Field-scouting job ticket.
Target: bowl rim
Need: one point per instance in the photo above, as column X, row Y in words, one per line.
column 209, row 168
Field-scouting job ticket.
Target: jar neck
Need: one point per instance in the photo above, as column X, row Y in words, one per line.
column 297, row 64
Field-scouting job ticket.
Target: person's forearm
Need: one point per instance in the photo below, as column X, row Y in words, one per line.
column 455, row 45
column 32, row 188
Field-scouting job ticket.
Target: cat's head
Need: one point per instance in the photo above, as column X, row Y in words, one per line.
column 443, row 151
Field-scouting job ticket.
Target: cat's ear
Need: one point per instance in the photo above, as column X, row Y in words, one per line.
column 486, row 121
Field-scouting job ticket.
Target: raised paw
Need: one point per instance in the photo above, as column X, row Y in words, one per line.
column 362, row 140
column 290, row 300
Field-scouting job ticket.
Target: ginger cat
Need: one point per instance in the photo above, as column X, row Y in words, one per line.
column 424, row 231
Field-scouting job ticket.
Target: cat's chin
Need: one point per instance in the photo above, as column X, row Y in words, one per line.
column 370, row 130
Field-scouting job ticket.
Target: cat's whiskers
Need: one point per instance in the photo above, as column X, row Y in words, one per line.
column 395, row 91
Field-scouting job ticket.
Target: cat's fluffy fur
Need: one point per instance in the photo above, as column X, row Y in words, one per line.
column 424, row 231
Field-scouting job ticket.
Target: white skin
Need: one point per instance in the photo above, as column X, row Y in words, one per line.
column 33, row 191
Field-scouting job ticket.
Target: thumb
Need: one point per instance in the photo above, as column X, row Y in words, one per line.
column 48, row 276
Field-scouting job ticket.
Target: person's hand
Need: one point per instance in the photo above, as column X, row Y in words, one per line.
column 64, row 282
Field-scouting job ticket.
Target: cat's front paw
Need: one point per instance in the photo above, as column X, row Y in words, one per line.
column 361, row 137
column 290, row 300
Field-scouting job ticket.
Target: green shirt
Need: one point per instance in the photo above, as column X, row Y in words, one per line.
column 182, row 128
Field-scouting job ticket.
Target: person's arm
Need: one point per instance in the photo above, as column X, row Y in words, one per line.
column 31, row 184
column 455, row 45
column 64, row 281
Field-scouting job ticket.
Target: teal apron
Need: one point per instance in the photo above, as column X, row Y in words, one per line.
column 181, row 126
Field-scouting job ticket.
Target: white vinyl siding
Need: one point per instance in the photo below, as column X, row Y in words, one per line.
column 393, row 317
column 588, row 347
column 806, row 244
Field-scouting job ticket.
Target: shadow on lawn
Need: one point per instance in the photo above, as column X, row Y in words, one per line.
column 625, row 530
________________________________________
EXERCISE AIM:
Reproduce all of the items above, swapping "Field-scouting" for "Site-survey" wherever it occurs and leaving every other word unchanged.

WRITTEN ANSWER:
Site-survey job ticket.
Target: bowl rim
Need: one point per instance in the photo above, as column X, row Y in words, one per line.
column 209, row 168
Site-survey job ticket.
Target: jar neck
Need: one point per instance in the photo above, as column X, row Y in words, one per line.
column 297, row 64
Site-survey job ticket.
Target: person's forearm
Need: one point per instance in the photo below, as column X, row Y in words, one per line.
column 455, row 45
column 32, row 188
Site-survey job ticket.
Target: cat's head
Need: one point per instance in the photo above, as column X, row Y in words, one per line.
column 443, row 151
Site-survey job ticket.
Target: cat's ear
Need: one point per instance in the photo above, as column X, row Y in words, one per line.
column 486, row 121
Site-survey job ticket.
Target: raised paw
Need: one point per instance in the photo above, as column X, row Y in words, one per line.
column 362, row 140
column 290, row 300
Site-survey job ticket.
Target: ginger cat
Need: one point per instance in the photo above, as column X, row Y in words, one per line.
column 424, row 231
Site-survey job ticket.
Target: cat's chin
Need: one point per instance in the photo above, as column X, row Y in words, one per line.
column 370, row 130
Site-survey job ticket.
Target: cat's whiskers
Need: one point per instance in the photo above, as column X, row Y in words, one per line.
column 395, row 91
Site-survey job ticket.
Target: cat's fluffy fur
Need: one point per instance in the photo above, as column X, row Y in words, one per line.
column 424, row 231
Site-survey job ticket.
Target: white skin
Need: one point per instance in the photo above, as column X, row Y in words, one per line.
column 33, row 191
Site-survey job ticket.
Target: thumb
Need: one point per instance in the photo above, as column X, row Y in words, one per line.
column 48, row 276
Site-survey job ticket.
Target: person's hand
Need: one point per instance in the photo above, as column X, row Y in words, one per line.
column 64, row 282
Site-survey job ticket.
Target: cat's front paw
Need: one point per instance in the photo above, as column X, row Y in words, one per line.
column 361, row 137
column 290, row 300
Site-survey job ticket.
Target: green shirt
Need: one point per instance in the photo above, as column X, row Y in words, one per line.
column 182, row 128
Site-survey job ticket.
Target: person's arm
Need: one point per instance in the photo above, as column X, row Y in words, one per line.
column 31, row 184
column 455, row 45
column 64, row 281
Site-survey job ticket.
Target: teal apron
Need: one point per instance in the photo above, as column X, row Y in words, one per line.
column 181, row 126
Site-survey job ticket.
Target: white vinyl siding
Need: one point per instance in the photo below, as column X, row Y in words, one per line.
column 393, row 317
column 588, row 347
column 806, row 244
Site-survey job ticket.
Target: shadow on lawn
Need: one point per instance in the photo above, as column X, row Y in words, one per line.
column 625, row 530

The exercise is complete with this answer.